# In C&C 3 kehrt das klassische Bausystem der Vorgänger zurück - Fluch oder Segen?



## Administrator (1. Juli 2006)

*In C&C 3 kehrt das klassische Bausystem der Vorgänger zurück - Fluch oder Segen?*

Jetzt ist Ihre Meinung gefragt: Hier können Sie Ihren Kommentar zum Quickpoll veröffentlichen und mit  anderen Lesern darüber diskutieren.


----------



## tobmir24 (1. Juli 2006)

*AW: In C&C 3 kehrt das klassische Bausystem der Vorgänger zurück - Fluch oder Segen?*

Mit dem klassischen Bausystem gehts unkomplizierter und schneller als mit einem Bulldozer. Deshalb super Entscheidung


----------



## Jimini_Grillwurst (1. Juli 2006)

────

▶ [Kurzaufgabe A] Schreiben Sie aus dem Forenthread zu C&C 3 alles von "Jetzt ist Ihre" bis hinunter zu "tobmir24 (1. Juli 2006)" wortgetreu ab.
▶ [Kurzaufgabe B] Welchen Vorteil nennt tobmir24 im Forenthread zu C&C 3 für das klassische Bausystem?

────

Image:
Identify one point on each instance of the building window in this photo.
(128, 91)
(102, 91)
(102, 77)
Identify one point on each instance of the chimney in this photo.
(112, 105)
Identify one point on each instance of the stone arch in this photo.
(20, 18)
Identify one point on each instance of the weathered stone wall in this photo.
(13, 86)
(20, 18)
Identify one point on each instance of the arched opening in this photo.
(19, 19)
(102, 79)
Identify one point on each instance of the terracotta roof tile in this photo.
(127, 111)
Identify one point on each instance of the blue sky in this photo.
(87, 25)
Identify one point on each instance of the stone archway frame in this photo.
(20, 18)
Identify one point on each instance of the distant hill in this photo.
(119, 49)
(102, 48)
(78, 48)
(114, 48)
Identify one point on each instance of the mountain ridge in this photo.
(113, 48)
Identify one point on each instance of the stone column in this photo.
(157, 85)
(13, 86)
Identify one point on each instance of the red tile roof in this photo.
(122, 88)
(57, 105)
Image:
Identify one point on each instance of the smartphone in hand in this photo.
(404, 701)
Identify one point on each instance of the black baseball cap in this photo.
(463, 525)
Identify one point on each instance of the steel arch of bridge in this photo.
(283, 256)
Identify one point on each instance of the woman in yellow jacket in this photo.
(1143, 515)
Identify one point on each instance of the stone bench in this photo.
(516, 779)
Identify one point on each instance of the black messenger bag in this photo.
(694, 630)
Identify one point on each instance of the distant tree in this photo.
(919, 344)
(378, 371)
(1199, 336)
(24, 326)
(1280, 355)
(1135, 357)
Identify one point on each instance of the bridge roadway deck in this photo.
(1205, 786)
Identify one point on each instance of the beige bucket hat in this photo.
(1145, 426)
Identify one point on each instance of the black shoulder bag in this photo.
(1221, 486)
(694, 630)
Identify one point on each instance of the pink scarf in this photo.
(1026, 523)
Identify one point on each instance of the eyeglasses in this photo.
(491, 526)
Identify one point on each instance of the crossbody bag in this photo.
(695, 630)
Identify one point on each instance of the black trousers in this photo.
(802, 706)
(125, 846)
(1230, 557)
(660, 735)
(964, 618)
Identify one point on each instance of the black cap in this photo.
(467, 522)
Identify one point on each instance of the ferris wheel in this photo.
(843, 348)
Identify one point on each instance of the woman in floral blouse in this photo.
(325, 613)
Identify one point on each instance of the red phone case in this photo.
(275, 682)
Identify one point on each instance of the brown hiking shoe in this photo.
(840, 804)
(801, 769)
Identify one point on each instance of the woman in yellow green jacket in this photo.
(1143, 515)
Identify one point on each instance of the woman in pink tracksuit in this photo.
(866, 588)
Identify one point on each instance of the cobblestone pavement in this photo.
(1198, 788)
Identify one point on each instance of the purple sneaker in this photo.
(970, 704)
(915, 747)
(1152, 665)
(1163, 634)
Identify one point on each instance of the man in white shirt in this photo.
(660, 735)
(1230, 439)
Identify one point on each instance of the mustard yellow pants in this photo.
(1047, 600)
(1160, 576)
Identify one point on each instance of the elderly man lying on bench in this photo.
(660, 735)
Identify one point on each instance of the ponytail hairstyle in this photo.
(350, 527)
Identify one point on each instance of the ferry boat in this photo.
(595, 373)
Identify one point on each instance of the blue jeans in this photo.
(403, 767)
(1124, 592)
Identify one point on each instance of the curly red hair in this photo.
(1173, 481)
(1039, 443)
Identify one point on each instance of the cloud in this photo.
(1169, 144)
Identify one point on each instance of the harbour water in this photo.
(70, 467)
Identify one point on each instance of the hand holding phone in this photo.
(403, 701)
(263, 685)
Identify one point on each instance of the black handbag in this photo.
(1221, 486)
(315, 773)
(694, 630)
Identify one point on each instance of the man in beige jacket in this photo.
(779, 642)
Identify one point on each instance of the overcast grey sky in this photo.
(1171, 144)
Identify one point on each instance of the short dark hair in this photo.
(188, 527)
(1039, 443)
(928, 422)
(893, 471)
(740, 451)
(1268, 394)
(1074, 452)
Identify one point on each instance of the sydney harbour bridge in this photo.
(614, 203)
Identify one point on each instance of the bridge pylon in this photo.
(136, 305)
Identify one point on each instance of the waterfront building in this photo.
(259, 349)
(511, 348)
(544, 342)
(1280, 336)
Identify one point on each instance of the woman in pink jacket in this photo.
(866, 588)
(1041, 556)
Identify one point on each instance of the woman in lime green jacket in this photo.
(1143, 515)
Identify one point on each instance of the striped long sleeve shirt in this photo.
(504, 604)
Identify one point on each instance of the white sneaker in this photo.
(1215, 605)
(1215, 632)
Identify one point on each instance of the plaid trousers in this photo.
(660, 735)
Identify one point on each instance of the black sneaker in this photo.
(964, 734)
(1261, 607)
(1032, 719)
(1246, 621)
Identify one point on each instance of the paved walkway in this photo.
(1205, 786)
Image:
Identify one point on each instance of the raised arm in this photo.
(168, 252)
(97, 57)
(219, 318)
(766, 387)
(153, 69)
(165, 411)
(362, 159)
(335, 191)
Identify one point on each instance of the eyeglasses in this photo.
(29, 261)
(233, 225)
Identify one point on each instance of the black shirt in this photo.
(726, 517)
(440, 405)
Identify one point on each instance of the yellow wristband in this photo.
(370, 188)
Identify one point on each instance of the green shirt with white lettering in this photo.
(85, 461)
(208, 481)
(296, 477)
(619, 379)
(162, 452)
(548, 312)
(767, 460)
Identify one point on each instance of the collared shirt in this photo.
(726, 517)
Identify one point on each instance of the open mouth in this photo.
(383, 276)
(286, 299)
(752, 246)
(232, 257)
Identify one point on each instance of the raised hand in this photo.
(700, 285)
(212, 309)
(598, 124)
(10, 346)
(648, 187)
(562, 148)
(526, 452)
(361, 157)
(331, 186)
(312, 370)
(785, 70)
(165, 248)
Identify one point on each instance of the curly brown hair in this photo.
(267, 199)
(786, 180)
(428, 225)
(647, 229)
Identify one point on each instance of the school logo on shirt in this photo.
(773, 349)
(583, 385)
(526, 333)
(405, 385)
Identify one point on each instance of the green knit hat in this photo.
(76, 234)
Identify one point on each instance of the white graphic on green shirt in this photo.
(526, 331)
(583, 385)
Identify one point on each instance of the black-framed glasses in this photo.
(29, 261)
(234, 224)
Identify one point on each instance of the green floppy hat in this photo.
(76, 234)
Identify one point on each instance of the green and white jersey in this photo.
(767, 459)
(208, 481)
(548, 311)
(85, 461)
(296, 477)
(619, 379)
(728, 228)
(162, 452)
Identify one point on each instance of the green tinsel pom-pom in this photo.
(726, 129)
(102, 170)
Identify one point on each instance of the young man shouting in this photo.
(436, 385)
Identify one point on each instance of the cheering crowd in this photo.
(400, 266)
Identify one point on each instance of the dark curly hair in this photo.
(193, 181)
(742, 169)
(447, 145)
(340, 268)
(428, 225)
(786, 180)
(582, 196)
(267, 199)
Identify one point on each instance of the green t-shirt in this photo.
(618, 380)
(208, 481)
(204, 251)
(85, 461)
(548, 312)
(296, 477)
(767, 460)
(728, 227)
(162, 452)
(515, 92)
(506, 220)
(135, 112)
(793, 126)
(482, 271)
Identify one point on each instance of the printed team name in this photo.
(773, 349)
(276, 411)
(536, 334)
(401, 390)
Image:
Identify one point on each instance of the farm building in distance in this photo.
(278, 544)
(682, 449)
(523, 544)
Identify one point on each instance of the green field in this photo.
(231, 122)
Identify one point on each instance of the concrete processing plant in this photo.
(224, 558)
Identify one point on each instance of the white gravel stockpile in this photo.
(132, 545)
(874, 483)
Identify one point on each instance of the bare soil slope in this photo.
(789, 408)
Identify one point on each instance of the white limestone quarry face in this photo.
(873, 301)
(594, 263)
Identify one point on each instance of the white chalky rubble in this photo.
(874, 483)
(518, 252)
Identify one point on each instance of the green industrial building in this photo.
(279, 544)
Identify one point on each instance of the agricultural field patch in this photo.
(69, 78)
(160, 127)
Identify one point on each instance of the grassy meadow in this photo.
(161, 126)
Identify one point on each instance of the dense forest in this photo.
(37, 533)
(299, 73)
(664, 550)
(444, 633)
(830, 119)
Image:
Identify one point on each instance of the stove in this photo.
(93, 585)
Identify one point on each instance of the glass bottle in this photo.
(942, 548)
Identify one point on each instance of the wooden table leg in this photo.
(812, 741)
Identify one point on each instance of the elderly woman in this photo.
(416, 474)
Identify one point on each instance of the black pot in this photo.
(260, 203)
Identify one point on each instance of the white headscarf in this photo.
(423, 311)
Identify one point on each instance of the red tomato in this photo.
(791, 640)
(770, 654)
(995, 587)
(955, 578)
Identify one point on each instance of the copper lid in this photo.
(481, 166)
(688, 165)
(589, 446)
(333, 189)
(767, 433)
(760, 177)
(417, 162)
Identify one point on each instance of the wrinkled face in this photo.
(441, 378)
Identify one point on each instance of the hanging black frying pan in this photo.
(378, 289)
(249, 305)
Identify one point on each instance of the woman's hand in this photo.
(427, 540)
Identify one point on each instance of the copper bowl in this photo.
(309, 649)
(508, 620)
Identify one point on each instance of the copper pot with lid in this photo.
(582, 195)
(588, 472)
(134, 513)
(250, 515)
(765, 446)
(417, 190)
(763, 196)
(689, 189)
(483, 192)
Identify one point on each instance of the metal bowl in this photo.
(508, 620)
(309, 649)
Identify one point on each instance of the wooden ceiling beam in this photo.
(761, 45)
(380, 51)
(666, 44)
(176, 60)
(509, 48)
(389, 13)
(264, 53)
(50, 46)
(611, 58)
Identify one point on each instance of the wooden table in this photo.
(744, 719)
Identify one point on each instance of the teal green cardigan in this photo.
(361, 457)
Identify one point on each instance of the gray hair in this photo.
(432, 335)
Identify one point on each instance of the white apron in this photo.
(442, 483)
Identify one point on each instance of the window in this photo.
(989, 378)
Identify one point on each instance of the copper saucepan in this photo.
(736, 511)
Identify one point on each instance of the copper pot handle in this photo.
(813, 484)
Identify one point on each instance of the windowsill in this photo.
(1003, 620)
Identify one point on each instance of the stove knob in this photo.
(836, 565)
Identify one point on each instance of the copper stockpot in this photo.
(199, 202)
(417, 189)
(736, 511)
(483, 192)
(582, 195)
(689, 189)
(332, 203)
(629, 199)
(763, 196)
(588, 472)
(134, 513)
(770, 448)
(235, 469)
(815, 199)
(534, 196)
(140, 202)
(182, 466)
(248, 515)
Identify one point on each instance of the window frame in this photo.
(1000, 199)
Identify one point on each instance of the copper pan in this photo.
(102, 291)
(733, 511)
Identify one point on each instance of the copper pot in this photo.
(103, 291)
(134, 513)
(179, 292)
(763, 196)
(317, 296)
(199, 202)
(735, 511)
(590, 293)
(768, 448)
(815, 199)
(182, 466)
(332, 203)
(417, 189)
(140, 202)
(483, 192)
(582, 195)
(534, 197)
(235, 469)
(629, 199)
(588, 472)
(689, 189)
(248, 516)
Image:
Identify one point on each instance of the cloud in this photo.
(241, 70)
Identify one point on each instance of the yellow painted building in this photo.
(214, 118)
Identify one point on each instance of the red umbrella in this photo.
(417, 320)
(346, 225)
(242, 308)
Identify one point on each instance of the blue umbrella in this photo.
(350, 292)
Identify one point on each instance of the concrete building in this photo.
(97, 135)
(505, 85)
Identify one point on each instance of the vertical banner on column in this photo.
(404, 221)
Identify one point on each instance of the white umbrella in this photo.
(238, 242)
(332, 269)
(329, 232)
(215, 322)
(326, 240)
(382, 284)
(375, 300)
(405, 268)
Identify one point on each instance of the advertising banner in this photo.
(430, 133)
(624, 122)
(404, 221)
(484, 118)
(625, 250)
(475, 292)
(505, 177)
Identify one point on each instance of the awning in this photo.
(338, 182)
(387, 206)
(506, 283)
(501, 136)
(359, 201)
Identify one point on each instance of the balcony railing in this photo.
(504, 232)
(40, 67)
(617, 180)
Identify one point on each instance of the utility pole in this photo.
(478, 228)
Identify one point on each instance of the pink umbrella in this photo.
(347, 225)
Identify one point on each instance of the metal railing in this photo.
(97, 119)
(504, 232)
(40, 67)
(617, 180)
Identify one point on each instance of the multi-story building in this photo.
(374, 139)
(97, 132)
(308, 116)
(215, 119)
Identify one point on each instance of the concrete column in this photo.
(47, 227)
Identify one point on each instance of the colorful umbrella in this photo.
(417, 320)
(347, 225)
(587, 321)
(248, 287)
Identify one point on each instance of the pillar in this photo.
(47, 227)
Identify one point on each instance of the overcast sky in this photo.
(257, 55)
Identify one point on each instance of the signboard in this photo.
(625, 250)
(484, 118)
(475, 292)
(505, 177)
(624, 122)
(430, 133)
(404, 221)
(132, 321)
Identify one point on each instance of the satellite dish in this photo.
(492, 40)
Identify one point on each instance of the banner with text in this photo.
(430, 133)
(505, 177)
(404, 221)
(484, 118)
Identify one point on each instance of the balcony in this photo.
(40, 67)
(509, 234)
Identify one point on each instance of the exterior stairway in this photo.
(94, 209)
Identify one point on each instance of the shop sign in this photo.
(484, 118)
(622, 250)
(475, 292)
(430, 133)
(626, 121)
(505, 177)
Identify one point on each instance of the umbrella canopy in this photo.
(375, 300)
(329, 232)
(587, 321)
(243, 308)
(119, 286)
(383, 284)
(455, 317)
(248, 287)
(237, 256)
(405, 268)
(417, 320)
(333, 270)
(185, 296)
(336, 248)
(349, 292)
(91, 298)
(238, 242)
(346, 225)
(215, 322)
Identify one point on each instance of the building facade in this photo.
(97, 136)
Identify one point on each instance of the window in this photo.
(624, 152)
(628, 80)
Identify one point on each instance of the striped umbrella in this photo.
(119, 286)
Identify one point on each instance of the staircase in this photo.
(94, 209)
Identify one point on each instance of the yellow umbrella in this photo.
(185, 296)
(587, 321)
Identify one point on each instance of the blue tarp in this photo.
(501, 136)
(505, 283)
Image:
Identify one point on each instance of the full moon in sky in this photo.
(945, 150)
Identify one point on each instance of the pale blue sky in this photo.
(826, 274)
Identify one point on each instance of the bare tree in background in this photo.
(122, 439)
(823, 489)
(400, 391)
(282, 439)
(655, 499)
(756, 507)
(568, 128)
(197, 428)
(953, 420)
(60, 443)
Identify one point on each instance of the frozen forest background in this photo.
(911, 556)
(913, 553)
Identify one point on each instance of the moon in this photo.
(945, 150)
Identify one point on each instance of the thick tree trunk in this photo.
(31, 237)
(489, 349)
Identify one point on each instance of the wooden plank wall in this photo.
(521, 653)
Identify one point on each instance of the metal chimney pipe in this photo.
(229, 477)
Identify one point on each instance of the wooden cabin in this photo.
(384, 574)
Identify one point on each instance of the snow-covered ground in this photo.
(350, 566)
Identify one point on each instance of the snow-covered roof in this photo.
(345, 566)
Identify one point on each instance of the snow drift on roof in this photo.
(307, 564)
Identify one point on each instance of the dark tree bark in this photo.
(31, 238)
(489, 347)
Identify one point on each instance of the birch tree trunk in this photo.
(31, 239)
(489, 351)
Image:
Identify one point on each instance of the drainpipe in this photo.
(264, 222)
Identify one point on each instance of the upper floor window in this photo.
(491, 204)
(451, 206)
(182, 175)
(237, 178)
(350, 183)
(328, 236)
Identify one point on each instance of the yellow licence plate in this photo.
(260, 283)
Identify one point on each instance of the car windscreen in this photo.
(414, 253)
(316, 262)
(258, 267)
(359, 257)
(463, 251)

────

▶ [Lösung A]
Jetzt ist Ihre Meinung gefragt: Hier können Sie Ihren Kommentar zum Quickpoll veröffentlichen und mit  anderen Lesern darüber diskutieren.


----------



## tobmir24 (1. Juli 2006)

▶ [Lösung B] Damit geht es unkomplizierter und schneller als mit einem Bulldozer.